** TASK TO COMPLETE **
Count the lines in the records that contain the word "marble", treating case as significant. Give the number only.

** ENTRIES SHOWN **
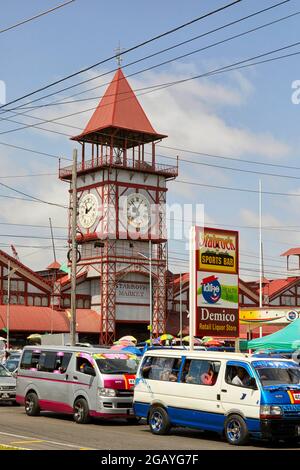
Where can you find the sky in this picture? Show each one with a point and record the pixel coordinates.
(246, 114)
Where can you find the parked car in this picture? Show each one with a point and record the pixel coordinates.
(7, 386)
(12, 364)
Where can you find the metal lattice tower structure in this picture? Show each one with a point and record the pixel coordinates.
(114, 165)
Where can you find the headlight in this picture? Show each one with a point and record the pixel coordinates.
(106, 392)
(270, 411)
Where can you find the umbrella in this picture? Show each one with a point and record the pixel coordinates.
(207, 338)
(196, 340)
(34, 336)
(129, 338)
(166, 337)
(214, 342)
(123, 343)
(154, 341)
(132, 350)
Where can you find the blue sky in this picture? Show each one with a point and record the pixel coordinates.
(246, 114)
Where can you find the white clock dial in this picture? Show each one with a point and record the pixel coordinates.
(88, 210)
(138, 210)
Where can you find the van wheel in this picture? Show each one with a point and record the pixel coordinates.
(32, 407)
(159, 421)
(236, 431)
(133, 420)
(81, 411)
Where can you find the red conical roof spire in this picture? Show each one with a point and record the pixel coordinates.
(119, 109)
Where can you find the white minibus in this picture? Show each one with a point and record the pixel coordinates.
(85, 382)
(238, 395)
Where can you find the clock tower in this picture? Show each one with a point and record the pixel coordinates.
(121, 192)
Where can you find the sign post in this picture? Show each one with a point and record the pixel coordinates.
(214, 282)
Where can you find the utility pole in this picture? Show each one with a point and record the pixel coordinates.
(260, 255)
(10, 272)
(52, 238)
(180, 307)
(150, 288)
(73, 250)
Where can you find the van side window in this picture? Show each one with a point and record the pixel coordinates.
(161, 368)
(47, 361)
(200, 372)
(237, 375)
(62, 361)
(30, 359)
(84, 366)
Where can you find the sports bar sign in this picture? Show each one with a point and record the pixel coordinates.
(217, 282)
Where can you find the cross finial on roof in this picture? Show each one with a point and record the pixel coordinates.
(118, 52)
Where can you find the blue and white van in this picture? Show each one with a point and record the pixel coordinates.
(238, 395)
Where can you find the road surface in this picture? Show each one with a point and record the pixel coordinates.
(59, 432)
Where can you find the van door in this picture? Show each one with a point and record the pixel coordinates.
(238, 395)
(84, 379)
(53, 388)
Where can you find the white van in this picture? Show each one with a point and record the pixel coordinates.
(233, 394)
(85, 382)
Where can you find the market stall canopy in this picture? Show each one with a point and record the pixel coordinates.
(287, 338)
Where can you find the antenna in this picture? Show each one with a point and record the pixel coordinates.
(15, 253)
(53, 246)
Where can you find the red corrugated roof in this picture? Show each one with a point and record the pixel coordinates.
(44, 319)
(266, 330)
(291, 251)
(276, 285)
(54, 265)
(119, 108)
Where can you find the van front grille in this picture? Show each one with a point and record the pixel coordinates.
(124, 393)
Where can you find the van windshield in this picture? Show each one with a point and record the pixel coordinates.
(277, 373)
(116, 363)
(4, 372)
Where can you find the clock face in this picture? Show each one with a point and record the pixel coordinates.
(88, 209)
(138, 210)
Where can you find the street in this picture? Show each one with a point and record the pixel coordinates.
(59, 432)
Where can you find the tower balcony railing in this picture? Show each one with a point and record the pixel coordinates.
(169, 171)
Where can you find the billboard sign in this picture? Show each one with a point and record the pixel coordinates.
(216, 281)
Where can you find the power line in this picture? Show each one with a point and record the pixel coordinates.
(166, 33)
(141, 71)
(27, 175)
(228, 68)
(33, 226)
(33, 151)
(144, 58)
(230, 188)
(16, 25)
(223, 157)
(32, 197)
(242, 170)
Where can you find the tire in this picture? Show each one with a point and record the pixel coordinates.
(81, 412)
(236, 431)
(32, 407)
(159, 421)
(133, 420)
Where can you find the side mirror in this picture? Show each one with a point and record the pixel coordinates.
(252, 383)
(89, 370)
(145, 372)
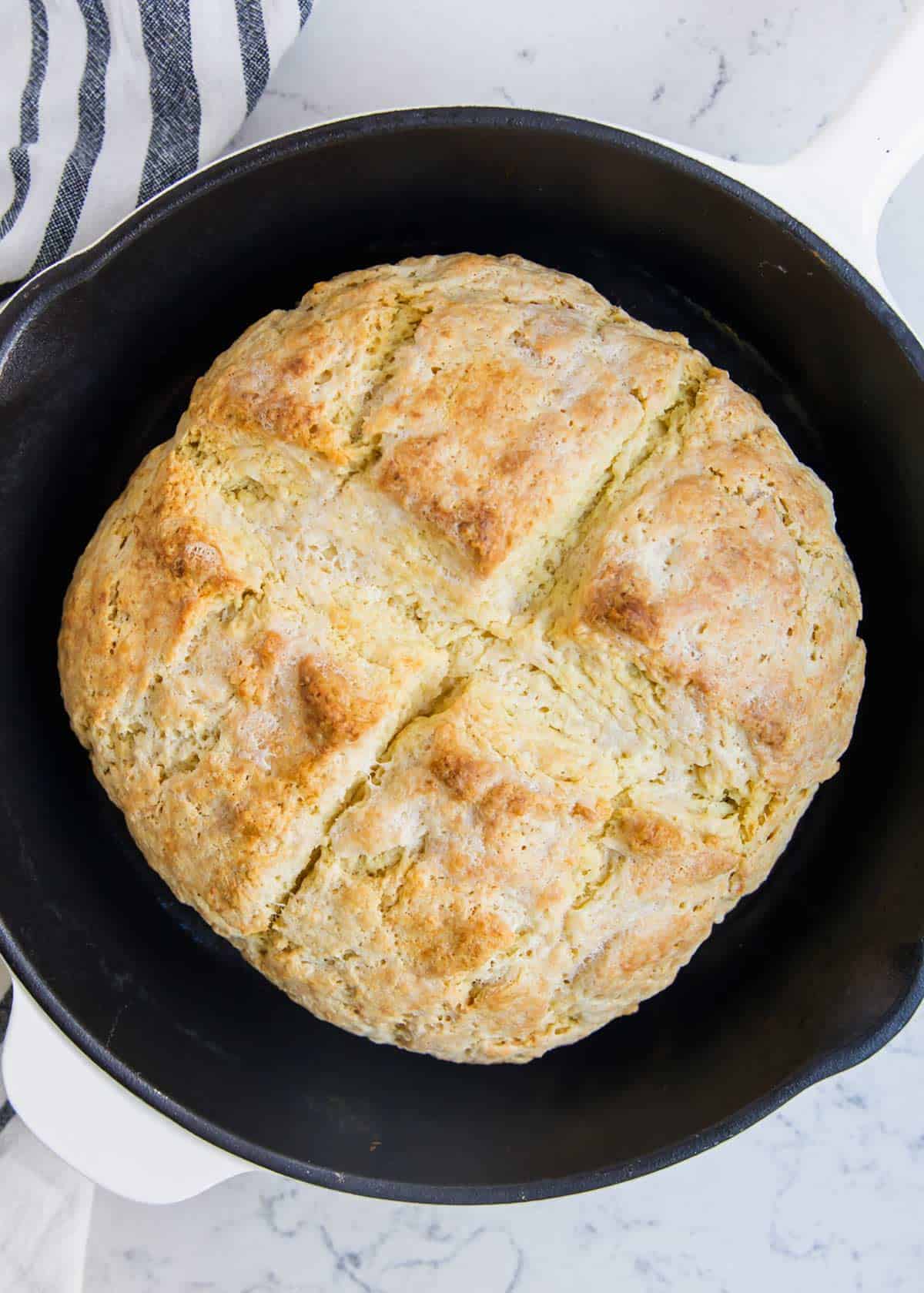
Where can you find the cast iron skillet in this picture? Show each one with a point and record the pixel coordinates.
(808, 976)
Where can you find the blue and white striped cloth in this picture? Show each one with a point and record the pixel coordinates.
(105, 102)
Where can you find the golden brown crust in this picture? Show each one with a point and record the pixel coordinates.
(467, 653)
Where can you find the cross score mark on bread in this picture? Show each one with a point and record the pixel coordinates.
(470, 651)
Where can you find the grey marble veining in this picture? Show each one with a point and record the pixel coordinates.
(827, 1194)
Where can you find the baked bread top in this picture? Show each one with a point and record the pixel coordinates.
(466, 655)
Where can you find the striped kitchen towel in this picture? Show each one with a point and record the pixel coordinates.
(105, 102)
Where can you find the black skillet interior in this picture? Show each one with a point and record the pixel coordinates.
(99, 357)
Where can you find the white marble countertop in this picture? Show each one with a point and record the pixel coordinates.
(830, 1191)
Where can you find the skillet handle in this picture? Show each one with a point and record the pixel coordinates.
(840, 183)
(95, 1124)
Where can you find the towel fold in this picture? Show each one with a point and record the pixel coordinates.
(105, 102)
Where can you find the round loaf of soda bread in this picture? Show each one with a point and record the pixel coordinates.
(467, 653)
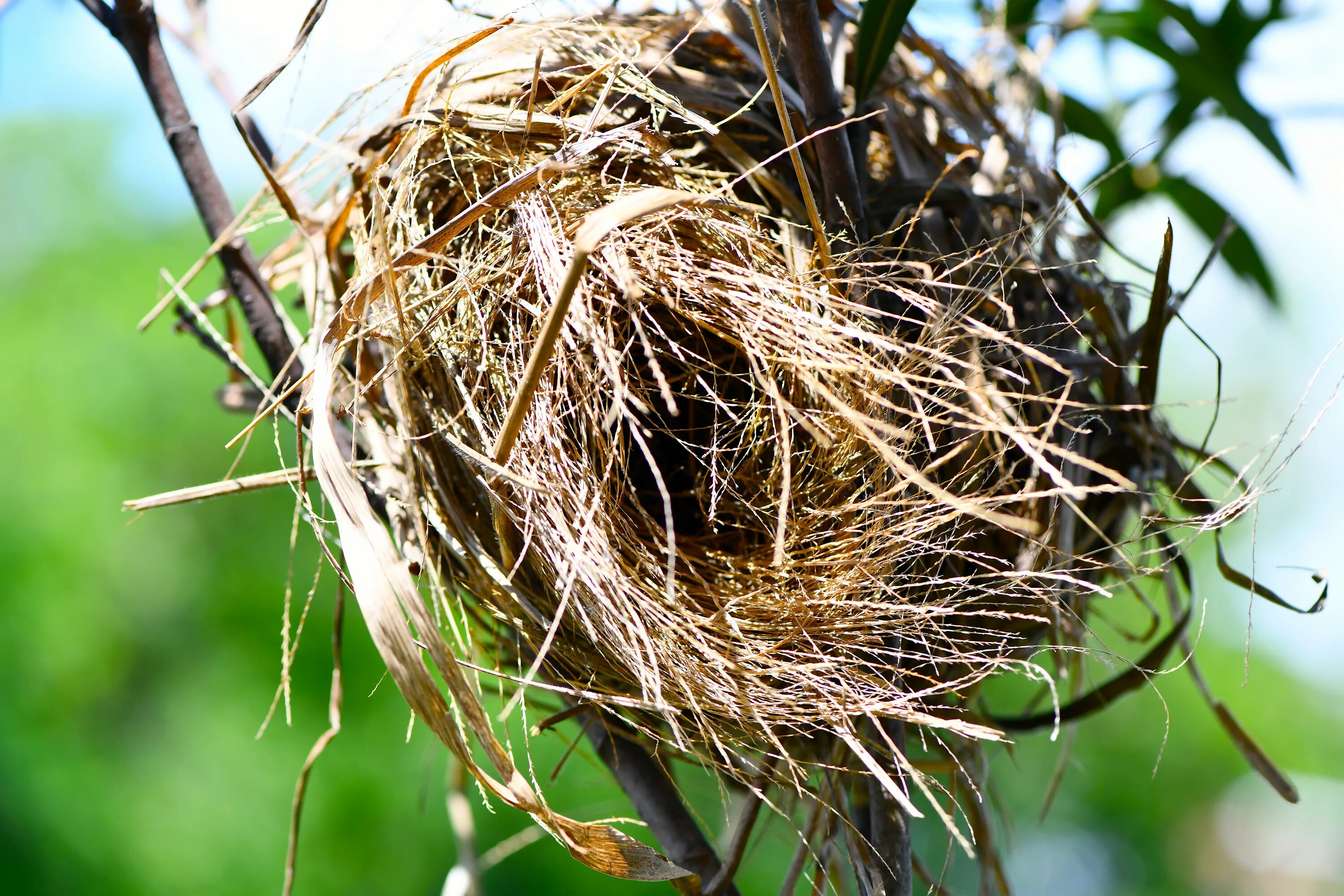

** RESULT OF THIS EXERCISE **
2